** DATA RECORDS follows **

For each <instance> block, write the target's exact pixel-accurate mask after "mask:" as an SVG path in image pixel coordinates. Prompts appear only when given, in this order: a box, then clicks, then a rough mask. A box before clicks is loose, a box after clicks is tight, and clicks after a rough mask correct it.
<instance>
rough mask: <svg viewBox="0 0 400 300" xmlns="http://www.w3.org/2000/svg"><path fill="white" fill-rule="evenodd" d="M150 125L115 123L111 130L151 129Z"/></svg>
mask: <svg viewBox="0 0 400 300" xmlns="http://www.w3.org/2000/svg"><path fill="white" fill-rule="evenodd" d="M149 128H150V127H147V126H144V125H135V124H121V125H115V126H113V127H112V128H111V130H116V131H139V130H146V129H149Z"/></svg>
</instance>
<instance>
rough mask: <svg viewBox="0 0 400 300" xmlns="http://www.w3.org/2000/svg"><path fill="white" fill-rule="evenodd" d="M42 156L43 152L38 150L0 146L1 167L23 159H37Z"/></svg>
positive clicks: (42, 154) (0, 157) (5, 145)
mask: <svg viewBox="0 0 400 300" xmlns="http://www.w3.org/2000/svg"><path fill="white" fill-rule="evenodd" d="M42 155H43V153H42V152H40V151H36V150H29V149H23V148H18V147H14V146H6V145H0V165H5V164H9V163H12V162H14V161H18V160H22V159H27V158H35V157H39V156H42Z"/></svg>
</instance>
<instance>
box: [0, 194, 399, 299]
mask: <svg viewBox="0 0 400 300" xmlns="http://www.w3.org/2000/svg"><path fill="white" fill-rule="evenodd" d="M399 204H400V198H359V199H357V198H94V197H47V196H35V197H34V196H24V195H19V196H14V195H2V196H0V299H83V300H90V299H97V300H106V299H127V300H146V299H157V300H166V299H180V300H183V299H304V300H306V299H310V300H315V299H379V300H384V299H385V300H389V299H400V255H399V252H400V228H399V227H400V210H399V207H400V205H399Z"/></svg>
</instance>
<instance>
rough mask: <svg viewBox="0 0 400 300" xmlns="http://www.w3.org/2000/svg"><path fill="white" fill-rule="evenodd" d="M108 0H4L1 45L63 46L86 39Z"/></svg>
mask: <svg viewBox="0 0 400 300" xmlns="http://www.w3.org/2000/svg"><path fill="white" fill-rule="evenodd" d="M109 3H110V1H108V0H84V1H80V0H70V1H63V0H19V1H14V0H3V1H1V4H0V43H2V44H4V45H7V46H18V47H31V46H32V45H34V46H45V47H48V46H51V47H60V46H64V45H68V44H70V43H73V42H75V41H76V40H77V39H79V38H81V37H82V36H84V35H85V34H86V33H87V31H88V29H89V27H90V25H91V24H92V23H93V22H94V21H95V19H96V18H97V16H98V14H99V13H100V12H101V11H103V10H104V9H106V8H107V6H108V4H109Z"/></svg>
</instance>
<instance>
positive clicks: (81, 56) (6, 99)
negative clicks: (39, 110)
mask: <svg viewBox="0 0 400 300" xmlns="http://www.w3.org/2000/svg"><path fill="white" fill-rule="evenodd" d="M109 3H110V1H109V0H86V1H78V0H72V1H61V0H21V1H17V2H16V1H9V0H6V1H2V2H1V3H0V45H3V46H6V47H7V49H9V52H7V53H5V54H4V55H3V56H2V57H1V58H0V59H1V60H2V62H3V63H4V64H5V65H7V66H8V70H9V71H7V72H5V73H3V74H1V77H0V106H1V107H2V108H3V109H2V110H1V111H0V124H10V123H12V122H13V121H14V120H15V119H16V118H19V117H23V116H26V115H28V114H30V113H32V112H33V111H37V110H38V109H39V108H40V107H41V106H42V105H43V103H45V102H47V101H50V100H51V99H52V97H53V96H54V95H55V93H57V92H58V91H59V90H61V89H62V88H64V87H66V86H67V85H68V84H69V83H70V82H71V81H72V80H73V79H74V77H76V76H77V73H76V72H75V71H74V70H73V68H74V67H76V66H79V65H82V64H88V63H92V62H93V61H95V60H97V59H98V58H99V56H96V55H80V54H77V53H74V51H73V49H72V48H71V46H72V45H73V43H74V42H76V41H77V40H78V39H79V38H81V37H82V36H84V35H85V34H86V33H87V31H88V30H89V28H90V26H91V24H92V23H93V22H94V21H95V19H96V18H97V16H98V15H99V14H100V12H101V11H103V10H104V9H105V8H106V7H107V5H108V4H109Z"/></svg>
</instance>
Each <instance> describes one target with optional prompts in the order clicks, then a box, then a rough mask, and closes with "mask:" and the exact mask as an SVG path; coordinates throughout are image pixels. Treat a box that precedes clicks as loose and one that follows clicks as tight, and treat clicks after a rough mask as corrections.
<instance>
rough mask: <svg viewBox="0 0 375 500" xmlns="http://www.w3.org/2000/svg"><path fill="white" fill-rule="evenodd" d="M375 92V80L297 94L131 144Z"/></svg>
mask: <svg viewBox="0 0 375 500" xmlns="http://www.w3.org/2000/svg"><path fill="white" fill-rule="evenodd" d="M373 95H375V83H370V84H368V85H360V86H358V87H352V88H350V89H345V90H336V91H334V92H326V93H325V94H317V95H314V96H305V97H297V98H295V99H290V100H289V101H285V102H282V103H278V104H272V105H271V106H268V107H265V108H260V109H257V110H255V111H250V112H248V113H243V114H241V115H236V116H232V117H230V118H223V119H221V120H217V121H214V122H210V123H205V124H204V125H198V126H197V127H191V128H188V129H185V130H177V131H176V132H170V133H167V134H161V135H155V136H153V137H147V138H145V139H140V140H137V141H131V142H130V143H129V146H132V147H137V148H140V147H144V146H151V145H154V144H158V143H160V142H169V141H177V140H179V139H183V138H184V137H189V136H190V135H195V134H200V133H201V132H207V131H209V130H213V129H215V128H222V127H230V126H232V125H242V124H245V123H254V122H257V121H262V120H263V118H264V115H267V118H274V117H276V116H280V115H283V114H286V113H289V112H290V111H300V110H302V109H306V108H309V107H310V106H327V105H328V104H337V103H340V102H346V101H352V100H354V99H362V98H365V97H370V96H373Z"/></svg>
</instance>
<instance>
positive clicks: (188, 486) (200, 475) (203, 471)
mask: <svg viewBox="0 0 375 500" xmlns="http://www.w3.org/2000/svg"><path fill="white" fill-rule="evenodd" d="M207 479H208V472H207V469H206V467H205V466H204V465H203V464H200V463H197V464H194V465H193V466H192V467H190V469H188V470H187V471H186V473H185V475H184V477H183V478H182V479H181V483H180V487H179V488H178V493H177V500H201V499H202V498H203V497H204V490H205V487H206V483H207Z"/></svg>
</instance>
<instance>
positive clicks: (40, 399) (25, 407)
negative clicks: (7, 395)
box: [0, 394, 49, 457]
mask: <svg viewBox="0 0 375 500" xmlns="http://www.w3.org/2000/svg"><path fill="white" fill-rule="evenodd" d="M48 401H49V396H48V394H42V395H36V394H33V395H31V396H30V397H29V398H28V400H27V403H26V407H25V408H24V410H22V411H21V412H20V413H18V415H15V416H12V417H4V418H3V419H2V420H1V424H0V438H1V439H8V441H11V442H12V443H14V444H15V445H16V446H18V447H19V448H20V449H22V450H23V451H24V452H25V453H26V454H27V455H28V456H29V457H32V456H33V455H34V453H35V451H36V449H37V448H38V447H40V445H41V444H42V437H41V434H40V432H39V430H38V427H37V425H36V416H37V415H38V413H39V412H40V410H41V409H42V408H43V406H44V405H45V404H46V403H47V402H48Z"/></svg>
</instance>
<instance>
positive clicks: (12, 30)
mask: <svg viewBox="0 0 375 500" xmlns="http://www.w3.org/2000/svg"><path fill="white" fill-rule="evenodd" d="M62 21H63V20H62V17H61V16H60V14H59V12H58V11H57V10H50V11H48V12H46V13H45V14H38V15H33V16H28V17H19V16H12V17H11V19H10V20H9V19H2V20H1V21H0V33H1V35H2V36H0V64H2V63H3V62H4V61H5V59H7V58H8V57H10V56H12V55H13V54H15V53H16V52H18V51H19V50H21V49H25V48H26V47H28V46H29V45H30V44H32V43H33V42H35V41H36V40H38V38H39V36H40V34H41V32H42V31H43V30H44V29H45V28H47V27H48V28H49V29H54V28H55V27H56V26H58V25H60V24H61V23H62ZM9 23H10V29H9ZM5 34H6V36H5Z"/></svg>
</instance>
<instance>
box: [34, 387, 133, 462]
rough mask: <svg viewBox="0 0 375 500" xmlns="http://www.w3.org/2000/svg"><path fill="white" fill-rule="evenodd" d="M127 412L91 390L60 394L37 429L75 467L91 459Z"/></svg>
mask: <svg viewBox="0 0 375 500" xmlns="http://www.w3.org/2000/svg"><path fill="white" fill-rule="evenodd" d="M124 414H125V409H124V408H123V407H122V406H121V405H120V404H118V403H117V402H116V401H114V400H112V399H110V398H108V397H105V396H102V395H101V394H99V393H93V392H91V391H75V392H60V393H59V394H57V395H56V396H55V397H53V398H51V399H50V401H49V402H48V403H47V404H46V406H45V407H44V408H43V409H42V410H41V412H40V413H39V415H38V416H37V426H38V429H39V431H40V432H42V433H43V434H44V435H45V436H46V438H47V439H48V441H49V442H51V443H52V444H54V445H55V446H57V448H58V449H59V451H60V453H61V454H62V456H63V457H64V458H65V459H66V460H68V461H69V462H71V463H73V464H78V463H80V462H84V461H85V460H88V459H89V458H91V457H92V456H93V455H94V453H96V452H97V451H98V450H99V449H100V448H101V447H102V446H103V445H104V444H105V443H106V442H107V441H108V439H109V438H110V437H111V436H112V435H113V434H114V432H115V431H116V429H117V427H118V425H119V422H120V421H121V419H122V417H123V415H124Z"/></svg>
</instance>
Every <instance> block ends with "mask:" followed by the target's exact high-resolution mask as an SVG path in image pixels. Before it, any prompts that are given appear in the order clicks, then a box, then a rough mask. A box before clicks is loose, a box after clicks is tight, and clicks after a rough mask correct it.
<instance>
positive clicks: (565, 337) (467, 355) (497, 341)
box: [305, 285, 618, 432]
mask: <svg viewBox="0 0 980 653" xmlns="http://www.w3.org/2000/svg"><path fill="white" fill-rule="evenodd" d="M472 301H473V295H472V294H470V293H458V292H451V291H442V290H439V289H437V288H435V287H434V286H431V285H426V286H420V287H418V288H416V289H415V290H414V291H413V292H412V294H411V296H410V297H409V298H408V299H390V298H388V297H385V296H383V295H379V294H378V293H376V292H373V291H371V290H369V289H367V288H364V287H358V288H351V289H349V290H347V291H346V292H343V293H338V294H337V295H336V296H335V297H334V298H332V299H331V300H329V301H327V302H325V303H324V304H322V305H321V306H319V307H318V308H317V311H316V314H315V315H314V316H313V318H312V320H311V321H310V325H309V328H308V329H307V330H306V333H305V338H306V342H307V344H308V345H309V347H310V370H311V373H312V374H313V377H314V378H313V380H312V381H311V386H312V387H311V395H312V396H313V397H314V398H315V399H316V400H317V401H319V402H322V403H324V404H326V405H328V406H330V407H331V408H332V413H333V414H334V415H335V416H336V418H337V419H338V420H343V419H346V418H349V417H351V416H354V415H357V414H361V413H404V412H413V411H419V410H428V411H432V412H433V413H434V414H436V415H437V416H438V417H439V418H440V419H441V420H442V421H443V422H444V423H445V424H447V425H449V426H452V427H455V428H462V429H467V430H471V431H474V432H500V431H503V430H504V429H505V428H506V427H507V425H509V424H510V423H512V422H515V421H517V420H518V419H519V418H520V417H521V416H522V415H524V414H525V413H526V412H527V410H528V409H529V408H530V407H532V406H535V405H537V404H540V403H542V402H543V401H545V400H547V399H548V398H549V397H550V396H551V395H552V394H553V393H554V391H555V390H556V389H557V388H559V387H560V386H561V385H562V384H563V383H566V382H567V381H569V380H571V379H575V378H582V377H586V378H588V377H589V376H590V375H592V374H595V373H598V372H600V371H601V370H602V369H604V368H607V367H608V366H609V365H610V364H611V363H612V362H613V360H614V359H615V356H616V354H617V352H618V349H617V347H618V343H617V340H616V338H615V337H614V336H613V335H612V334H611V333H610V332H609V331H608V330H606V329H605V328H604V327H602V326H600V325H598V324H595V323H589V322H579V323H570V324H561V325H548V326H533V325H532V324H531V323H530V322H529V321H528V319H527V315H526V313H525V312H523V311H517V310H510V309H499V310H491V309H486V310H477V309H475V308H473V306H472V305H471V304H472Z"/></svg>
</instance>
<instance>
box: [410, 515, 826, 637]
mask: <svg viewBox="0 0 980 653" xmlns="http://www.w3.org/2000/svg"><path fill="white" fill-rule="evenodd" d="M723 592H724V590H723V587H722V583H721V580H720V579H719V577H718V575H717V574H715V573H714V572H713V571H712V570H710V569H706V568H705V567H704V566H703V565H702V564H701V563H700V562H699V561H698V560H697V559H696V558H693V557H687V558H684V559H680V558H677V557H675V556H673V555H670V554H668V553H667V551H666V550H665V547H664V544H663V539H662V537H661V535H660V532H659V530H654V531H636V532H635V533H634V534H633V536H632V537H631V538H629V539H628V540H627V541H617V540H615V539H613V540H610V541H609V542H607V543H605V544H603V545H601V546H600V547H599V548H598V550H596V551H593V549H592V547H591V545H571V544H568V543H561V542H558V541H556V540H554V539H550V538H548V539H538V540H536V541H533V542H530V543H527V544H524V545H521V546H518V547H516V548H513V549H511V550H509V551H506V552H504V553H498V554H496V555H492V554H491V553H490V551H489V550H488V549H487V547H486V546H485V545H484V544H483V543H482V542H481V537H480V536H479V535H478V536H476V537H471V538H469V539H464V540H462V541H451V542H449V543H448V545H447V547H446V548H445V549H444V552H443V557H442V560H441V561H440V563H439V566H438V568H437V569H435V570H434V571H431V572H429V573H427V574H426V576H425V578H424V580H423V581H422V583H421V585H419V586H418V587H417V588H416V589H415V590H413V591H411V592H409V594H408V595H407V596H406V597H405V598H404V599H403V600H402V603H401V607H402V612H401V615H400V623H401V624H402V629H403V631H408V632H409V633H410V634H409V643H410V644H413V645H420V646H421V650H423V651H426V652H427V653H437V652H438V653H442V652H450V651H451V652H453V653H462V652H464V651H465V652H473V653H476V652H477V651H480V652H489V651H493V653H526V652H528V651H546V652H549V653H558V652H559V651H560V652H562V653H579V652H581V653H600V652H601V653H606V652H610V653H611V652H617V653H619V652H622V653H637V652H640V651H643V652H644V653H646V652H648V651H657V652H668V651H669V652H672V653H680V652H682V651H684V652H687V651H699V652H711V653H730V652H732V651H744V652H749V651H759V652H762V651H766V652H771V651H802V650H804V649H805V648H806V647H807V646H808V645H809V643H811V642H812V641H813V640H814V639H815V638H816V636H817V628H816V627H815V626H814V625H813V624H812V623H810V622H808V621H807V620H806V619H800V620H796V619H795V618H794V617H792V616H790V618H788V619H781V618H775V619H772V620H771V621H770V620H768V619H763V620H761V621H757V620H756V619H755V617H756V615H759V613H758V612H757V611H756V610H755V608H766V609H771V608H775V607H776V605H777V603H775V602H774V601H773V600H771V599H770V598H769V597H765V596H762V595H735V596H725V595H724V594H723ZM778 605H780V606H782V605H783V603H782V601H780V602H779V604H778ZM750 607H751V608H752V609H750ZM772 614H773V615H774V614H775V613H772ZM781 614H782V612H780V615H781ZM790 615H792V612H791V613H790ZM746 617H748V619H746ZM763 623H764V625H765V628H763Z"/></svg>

** End of DATA RECORDS **

All that is wanted is the run of lines from the start of the data through the line containing "156L43 152L38 150L0", copied word for word.

--- RESPONSE TO THIS TASK ---
For each <instance> block, write the target's exact pixel-accurate mask after "mask:" as an SVG path in image pixel coordinates. Prompts appear only when given, in this order: a box, then clicks, then a rough mask. A box before clicks is loose, a box after clicks is tight, and clicks after a rough mask correct it.
<instance>
rough mask: <svg viewBox="0 0 400 300" xmlns="http://www.w3.org/2000/svg"><path fill="white" fill-rule="evenodd" d="M150 125L115 123L111 130L151 129Z"/></svg>
mask: <svg viewBox="0 0 400 300" xmlns="http://www.w3.org/2000/svg"><path fill="white" fill-rule="evenodd" d="M149 128H150V127H147V126H144V125H135V124H121V125H115V126H113V127H112V128H111V130H116V131H139V130H146V129H149Z"/></svg>
</instance>
<instance>
rough mask: <svg viewBox="0 0 400 300" xmlns="http://www.w3.org/2000/svg"><path fill="white" fill-rule="evenodd" d="M42 156L43 152L38 150L0 146L1 167L23 159H37Z"/></svg>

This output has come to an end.